Given problem A:
Based on the statement on FDIC signs and advertising, answer yes or no to each of the three statements below, and back each answer with the deciding words from the statement. (i) Banks must show the new digital sign near the bank's name on their websites and mobile apps. (ii) The sign requirements cover only bank branch teller windows. (iii) The disclosure rule for non-deposit products departs from earlier interagency guidance.

Passage provided:
----------
Notice of Final Rule to Modernize FDIC Official Signs and Advertising Statement Requirements and to Clarify its Regulations Regarding False Advertising, Misrepresentations, and Misuse of the FDIC's Name or Logo

Statement by Martin J. Gruenberg, Chairman, FDIC

The FDIC Board is considering today a final rule to amend the FDIC’s regulations on use of the official FDIC sign and insured depository institutions’ (IDIs) advertising statements. The final rule also clarifies the FDIC’s regulations on false advertising, misrepresentation of insured status, and misuse of the FDIC’s name or logo.

This final rule modernizes FDIC signage requirements to reflect how depositors interact with banks today, taking into account, for example, digital banking channels. The way people bank has changed significantly and banks are increasingly leveraging their digital channels, including websites and mobile applications, to offer products and services to their customers.

The revisions extend the certainty and confidence that the FDIC official sign provides at bank branch teller windows to the digital channels through which depositors are increasingly handling their banking needs.

The final rule considered by the Board today also modernizes the rules governing the display of the FDIC official sign in branches and extends the application of sign requirements to other physical premises where consumers have access to, or transact with, deposits such as, for example, café–style locations.

The final rule establishes and requires a new digital version of the official FDIC sign. The final rule requires insured depository institutions to display this new FDIC official digital sign near the name of the bank on all bank websites and mobile applications. For many consumers, these channels may serve as the primary method of accessing banking products, acting essentially as a “digital teller window.” It is important to require a digital sign so that customers can confirm when they interacting directly with a bank rather than with a non–bank entity, and to clarify when their funds are insured by the FDIC and when they are not.

To that end, the final rule also requires banks to display disclosures differentiating non–deposit products from insured deposits, where both types of products are offered to consumers. This requirement is consistent with longstanding interagency guidance that many banks already follow, and would help make clear when a consumer’s money is, or is not, insured by the FDIC.
----------
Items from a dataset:
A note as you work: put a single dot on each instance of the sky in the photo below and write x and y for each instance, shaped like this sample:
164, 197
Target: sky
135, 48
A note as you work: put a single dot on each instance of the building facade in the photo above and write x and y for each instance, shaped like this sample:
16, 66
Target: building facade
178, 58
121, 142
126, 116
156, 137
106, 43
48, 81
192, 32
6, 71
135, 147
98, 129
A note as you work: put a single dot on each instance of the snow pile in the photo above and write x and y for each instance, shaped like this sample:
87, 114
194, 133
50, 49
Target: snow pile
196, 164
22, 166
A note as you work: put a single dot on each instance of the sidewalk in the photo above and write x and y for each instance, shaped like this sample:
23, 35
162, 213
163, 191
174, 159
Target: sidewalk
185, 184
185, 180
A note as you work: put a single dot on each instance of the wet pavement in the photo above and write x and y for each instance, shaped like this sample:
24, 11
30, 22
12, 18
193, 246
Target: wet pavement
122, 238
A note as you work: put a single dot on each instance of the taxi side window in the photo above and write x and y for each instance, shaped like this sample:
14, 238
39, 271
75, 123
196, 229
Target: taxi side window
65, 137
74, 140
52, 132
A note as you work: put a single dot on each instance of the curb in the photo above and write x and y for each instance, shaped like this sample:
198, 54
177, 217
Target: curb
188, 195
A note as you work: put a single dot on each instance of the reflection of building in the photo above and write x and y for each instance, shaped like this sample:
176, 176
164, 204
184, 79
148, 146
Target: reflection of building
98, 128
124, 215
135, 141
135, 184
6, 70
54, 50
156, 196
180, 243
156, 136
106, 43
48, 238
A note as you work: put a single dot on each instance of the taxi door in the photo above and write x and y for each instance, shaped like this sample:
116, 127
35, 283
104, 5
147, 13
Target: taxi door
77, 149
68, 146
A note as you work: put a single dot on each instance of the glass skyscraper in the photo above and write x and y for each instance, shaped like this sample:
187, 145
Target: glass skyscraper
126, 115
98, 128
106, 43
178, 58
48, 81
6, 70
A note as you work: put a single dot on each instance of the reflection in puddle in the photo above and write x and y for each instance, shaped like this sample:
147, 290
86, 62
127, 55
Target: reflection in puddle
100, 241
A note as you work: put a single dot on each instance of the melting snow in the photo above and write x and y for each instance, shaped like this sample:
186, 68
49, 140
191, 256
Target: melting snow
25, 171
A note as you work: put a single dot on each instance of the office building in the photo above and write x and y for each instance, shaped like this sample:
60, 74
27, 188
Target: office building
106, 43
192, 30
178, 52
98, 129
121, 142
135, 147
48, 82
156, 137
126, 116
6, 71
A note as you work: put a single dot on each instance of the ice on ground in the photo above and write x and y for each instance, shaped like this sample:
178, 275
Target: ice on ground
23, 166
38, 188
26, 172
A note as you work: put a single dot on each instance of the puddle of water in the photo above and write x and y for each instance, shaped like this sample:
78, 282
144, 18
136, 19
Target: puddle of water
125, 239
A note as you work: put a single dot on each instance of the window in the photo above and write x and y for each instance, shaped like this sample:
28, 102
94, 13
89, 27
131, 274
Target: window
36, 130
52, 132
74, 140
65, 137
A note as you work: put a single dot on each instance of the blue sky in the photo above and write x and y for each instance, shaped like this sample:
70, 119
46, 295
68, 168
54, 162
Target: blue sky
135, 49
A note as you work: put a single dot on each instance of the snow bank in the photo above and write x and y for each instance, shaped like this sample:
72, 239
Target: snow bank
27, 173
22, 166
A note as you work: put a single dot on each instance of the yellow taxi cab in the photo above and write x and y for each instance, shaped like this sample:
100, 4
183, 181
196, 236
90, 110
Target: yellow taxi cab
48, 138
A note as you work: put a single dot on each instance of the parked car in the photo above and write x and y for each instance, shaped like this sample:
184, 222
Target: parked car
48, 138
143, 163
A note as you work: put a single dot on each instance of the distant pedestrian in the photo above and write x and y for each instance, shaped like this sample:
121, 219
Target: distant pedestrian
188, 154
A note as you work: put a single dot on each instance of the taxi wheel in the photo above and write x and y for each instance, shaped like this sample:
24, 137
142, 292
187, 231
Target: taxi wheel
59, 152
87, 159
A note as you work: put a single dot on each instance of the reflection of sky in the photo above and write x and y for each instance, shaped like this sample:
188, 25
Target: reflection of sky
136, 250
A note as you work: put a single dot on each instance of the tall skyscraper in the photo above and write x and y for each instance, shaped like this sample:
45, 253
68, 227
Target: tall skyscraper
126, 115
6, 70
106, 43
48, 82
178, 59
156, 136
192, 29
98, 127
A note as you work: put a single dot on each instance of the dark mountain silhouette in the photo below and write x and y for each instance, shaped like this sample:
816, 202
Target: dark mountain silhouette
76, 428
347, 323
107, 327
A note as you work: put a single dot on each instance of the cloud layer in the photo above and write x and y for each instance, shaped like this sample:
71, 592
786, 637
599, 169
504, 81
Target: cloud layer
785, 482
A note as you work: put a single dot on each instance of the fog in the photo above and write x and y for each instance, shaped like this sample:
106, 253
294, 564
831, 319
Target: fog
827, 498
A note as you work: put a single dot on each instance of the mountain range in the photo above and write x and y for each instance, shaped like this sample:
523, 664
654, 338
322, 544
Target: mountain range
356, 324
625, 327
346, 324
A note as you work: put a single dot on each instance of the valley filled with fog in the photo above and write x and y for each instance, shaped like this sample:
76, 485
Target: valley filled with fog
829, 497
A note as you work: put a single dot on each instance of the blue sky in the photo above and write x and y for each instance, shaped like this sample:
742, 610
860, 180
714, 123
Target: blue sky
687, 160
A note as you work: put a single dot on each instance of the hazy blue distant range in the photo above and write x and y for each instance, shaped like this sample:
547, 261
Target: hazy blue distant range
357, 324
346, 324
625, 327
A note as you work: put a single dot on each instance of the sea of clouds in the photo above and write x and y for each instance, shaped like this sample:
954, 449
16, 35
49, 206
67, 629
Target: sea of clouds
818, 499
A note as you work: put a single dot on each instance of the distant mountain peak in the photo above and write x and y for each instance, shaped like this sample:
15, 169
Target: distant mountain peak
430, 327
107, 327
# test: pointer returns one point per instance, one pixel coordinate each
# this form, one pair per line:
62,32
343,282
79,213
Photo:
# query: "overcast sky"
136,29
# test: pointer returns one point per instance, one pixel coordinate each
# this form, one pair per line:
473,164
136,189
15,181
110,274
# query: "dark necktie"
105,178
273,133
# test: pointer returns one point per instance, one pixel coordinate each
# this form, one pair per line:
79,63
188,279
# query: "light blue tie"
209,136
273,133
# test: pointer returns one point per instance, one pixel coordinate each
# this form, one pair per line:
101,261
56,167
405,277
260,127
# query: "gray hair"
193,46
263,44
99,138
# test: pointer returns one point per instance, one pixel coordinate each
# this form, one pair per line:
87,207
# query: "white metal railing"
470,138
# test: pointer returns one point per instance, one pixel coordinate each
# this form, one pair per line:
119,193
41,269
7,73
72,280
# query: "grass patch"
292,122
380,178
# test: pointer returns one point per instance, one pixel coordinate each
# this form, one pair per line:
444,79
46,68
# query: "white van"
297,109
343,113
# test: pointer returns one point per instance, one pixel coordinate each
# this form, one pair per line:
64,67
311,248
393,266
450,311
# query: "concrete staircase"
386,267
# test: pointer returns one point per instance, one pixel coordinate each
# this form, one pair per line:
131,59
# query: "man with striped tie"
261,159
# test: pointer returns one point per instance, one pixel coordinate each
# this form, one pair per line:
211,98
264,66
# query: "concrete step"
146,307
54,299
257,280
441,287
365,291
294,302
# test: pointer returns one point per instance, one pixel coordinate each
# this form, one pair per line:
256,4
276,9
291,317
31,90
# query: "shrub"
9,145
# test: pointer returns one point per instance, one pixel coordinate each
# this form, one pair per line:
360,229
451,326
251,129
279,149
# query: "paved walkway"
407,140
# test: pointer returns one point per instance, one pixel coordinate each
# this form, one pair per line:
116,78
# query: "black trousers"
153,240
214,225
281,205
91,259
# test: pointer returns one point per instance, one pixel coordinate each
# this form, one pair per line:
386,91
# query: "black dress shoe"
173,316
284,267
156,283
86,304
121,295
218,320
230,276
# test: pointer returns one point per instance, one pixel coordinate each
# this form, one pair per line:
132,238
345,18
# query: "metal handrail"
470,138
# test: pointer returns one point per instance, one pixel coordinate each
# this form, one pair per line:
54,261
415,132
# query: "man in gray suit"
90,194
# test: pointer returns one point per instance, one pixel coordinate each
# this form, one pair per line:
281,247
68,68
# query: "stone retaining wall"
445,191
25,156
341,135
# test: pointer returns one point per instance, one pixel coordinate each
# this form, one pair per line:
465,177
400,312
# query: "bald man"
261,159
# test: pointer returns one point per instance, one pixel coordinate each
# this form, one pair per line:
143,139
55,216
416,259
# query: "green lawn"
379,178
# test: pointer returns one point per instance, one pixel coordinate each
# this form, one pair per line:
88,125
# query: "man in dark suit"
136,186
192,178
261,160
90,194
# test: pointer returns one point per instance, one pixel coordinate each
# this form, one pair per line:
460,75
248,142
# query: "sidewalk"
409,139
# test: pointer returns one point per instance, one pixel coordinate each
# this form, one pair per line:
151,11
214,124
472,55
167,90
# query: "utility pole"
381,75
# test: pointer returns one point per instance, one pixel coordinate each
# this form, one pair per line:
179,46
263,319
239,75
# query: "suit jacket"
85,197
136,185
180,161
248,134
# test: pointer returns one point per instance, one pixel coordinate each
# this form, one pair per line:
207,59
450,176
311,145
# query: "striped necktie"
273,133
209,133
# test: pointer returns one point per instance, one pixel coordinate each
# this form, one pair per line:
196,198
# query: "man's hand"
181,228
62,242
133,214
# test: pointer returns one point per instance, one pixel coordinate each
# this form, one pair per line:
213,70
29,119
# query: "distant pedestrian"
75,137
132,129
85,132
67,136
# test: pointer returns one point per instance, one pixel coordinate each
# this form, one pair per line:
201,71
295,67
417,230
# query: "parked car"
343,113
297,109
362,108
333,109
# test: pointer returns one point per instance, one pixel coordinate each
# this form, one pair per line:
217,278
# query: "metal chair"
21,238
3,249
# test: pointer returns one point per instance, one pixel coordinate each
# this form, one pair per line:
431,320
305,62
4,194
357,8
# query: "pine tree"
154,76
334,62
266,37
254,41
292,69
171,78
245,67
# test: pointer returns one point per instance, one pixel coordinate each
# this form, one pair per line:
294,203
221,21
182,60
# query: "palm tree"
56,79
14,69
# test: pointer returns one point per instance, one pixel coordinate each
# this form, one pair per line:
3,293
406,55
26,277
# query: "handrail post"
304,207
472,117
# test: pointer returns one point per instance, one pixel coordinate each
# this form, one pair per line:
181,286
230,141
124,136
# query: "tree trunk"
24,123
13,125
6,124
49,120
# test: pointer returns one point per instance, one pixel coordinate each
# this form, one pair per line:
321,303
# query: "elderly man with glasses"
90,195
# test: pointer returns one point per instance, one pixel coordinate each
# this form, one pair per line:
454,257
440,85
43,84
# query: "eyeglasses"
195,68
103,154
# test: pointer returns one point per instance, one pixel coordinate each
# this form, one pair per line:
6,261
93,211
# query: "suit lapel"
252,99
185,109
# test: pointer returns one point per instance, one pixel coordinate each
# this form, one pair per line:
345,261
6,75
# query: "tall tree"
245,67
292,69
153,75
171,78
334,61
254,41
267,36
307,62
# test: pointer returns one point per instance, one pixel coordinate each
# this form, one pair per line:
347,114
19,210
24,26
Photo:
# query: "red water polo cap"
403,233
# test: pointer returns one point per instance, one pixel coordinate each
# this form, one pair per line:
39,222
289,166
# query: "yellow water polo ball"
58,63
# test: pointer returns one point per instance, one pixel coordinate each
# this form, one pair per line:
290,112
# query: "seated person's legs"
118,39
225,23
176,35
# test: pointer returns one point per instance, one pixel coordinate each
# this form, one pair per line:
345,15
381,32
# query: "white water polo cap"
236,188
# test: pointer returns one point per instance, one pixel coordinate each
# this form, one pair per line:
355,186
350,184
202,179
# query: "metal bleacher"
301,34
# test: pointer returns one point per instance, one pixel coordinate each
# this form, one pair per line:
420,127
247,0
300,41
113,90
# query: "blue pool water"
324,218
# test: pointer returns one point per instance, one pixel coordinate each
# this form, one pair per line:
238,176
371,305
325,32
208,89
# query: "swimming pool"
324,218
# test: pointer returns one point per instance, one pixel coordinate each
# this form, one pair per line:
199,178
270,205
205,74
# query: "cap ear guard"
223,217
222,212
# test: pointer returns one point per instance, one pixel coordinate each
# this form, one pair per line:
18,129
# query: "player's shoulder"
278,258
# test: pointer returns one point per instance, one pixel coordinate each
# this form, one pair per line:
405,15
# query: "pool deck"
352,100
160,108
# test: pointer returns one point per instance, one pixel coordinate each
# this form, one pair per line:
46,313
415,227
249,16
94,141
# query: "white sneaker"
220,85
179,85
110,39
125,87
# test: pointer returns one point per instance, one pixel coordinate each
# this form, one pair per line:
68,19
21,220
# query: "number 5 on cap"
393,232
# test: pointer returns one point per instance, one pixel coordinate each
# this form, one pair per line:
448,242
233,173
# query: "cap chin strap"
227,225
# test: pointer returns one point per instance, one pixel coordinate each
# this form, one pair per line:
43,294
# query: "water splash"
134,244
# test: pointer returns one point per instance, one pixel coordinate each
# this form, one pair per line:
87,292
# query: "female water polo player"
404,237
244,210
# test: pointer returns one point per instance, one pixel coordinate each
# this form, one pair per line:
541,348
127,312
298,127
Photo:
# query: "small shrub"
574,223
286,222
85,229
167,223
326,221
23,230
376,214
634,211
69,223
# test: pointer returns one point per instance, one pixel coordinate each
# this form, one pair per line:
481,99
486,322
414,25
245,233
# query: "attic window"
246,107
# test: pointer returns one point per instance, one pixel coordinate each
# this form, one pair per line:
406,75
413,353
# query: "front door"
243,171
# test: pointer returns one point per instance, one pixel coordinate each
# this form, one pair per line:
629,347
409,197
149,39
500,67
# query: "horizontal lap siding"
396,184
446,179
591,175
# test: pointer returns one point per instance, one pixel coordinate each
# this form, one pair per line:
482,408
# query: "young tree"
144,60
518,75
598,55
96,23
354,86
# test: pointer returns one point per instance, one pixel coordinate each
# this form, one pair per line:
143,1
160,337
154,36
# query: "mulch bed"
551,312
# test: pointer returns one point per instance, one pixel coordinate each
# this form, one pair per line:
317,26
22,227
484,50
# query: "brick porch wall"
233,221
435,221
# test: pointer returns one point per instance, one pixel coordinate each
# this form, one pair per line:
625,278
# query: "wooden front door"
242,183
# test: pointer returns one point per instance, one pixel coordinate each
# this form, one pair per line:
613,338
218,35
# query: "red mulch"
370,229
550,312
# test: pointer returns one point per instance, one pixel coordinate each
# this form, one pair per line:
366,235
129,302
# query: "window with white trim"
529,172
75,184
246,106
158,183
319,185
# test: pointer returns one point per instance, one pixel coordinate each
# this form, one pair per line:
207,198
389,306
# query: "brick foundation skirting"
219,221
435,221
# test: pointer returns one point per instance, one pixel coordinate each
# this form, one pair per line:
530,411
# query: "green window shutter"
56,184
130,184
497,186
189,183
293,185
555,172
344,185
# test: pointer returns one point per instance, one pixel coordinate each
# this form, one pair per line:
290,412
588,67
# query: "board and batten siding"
----------
Given problem B:
Select every line of the records that contains the word "concrete", and copy each one.

Exercise response A:
(i) Yes: "The final rule requires insured depository institutions to display this new FDIC official digital sign near the name of the bank on all bank websites and mobile applications."
(ii) No: "extends the application of sign requirements to other physical premises where consumers have access to, or transact with, deposits"
(iii) No: "This requirement is consistent with longstanding interagency guidance that many banks already follow"

Exercise response B:
# query: "concrete staircase"
# query: "concrete step"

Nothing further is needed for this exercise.